» **Things to do**
(1) Name each distinct username that appears in a post heading in the forum thread about Swardman mower vibration.
(2) Extend the forum thread about Swardman mower vibration, picking up right after its final line.

That orange is so sexy.


----------



## LawnDetail (Apr 15, 2020)

First time Swardman owner of the 2.1. Is it common when your mower is just sitting, idling near max throttle that the Swardman makes a lot of rattling/vibration noises? The only thing that seems to help is if I turn the throttle down to 3/4. The engine itself is very quiet but this vibration noise seem a bit excessive. Does anyone else notice this or is it just normal for a Swardman.


----------



## ronjon84790 (Aug 2, 2018)

LawnDetail said:


> First time Swardman owner of the 2.1. Is it common when your mower is just sitting, idling near max throttle that the Swardman makes a lot of rattling/vibration noises? The only thing that seems to help is if I turn the throttle down to 3/4. The engine itself is very quiet but this vibration noise seem a bit excessive. Does anyone else notice this or is it just normal for a Swardman.


It's normal, but I don't feel its needed to run the mower at full throttle. I have the 2.0 with the kawasaki. I run my throttle at half most of the time.


----------



## LawnDetail (Apr 15, 2020)

ronjon84790 said:


> LawnDetail said:
> 
> 
> > First time Swardman owner of the 2.1. Is it common when your mower is just sitting, idling near max throttle that the Swardman makes a lot of rattling/vibration noises? The only thing that seems to help is if I turn the throttle down to 3/4. The engine itself is very quiet but this vibration noise seem a bit excessive. Does anyone else notice this or is it just normal for a Swardman.
> ...


Thank you sir for your help. The only time I run it up is when I put the grass catcher on because it struggles when it starts to fill up. Without it I run between 1/2 and 3/4


----------



## DFW_Zoysia (May 31, 2019)

» **Source excerpt**
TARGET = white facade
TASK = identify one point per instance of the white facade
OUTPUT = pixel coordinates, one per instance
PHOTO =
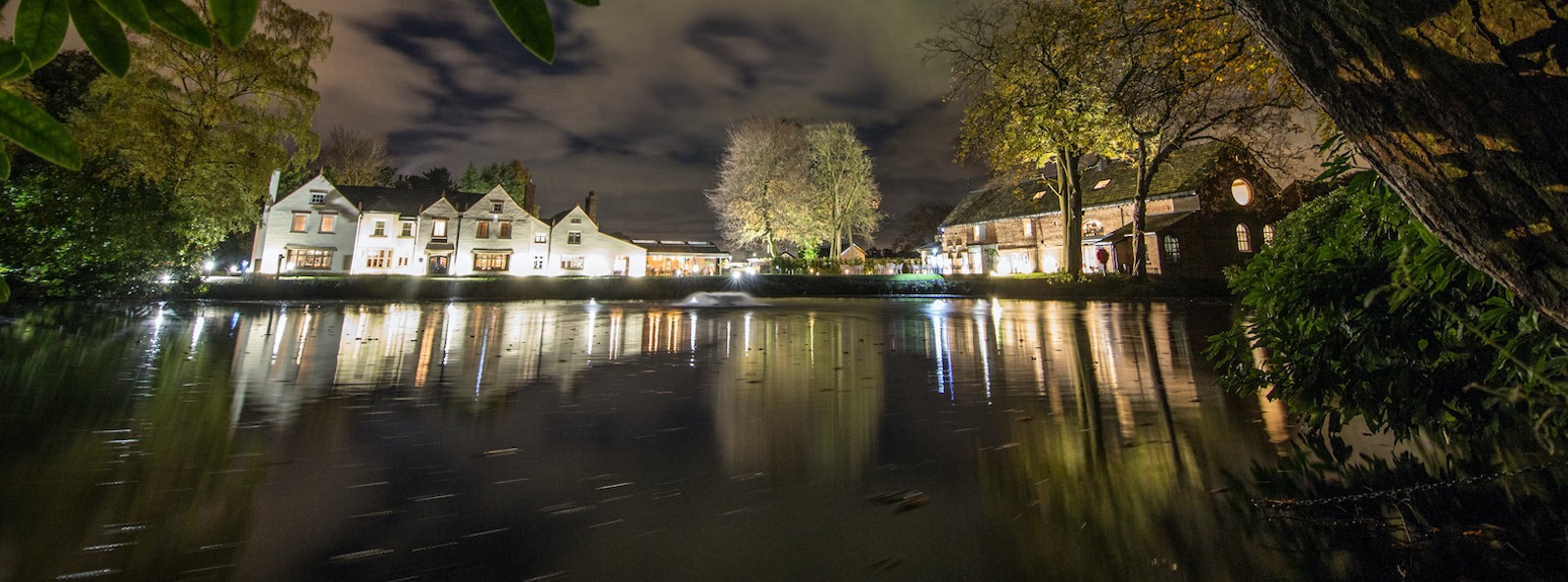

» **Task-by-task outputs**
(1) LawnDetail, ronjon84790, DFW_Zoysia

(2)
Question for Swardman owners - do you guys need to apply a dry lube or something on the reel regularly? On my inexpensive hand push reel mower, I need to spray dry teflon lube on the reel after every use to keep it working smoothly.


----------



## LawnDetail (Apr 15, 2020)

DFW_Zoysia said:


> Question for Swardman owners - do you guys need to apply a dry lube or something on the reel regularly? On my inexpensive hand push reel mower, I need to spray dry teflon lube on the reel after every use to keep it working smoothly.


I've yet to use any and haven't had any issues. That's a good question though, I look forward to others input.


----------



## Mightyquinn (Jan 31, 2017)

LawnDetail said:


> DFW_Zoysia said:
> 
> 
> > Question for Swardman owners - do you guys need to apply a dry lube or something on the reel regularly? On my inexpensive hand push reel mower, I need to spray dry teflon lube on the reel after every use to keep it working smoothly.
> ...


I have not ever owned a Swardman or a push reel mower but if you are having to apply a dry teflon lube to the reel to keep it functioning right then I would think the reel to bedknife are adjusted too close together causing it to bind. You may be in need of a backlap to help smooth things out a bit and/or a readjustment also.


----------



## Greendoc (Mar 24, 2018)

If the blades are in fact as thick as they are on the Swardman and with no relief angle ground into the trailing edge of each blade, then the cutting unit must be adjusted such that zero contact occurs between the reel and bedknife.


----------



## DFW_Zoysia (May 31, 2019)

Mightyquinn said:


> LawnDetail said:
> 
> 
> > DFW_Zoysia said:
> ...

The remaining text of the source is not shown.